• _Problem to solve_
Reproduce the following lines verbatim, starting at the line that contains "Trace the outline of every instance of the metal" and ending after the line that contains "POLYGON ((244 199, 242", with both of those lines included.

• _Input material_
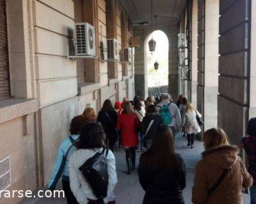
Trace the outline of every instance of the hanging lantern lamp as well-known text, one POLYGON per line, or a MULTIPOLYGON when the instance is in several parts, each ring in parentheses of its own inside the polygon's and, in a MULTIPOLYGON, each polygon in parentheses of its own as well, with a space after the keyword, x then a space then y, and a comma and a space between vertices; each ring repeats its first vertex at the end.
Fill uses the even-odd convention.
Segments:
---
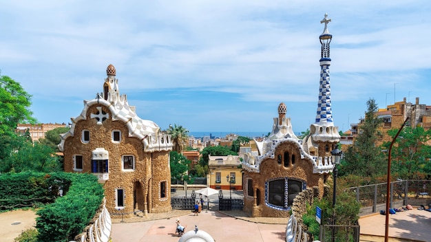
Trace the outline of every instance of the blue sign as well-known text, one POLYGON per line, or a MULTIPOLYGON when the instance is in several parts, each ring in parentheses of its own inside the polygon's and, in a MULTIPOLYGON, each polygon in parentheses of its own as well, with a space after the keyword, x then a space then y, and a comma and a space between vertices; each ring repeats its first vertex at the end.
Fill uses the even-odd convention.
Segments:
==
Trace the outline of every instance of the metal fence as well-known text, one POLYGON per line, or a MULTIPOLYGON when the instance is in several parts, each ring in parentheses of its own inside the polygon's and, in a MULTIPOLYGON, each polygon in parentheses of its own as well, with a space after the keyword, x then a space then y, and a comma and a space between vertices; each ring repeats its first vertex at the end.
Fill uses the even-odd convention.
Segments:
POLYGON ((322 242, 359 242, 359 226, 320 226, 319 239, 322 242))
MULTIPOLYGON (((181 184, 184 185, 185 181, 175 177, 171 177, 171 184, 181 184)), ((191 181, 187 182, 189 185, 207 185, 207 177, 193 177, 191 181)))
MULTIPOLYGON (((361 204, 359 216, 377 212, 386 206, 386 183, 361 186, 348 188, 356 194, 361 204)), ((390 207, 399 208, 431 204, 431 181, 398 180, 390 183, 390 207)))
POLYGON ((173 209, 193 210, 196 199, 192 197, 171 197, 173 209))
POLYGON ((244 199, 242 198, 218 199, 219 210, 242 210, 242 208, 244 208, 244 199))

• _Expected answer_
Trace the outline of every instance of the metal fence as well-known text, one POLYGON per line, or a MULTIPOLYGON when the instance is in several parts, each ring in parentheses of its own inside the polygon's and, in a MULTIPOLYGON, each polygon in parentheses of its own as well, with a space after the keyword, x then a space then y, and a comma and a space between vertices; each ring repeats its first vertex at the end.
Fill uses the even-odd convention.
Segments:
POLYGON ((322 242, 359 242, 359 226, 320 226, 319 239, 322 242))
MULTIPOLYGON (((181 184, 184 185, 185 181, 175 177, 171 177, 171 184, 181 184)), ((191 181, 187 182, 189 185, 207 185, 207 177, 193 177, 191 181)))
MULTIPOLYGON (((361 204, 359 216, 377 212, 386 206, 386 183, 361 186, 348 188, 356 194, 361 204)), ((390 207, 399 208, 431 204, 431 181, 398 180, 390 183, 390 207)))
POLYGON ((173 209, 193 210, 196 199, 192 197, 171 197, 173 209))
POLYGON ((244 199, 242 198, 218 199, 219 210, 242 210, 242 208, 244 208, 244 199))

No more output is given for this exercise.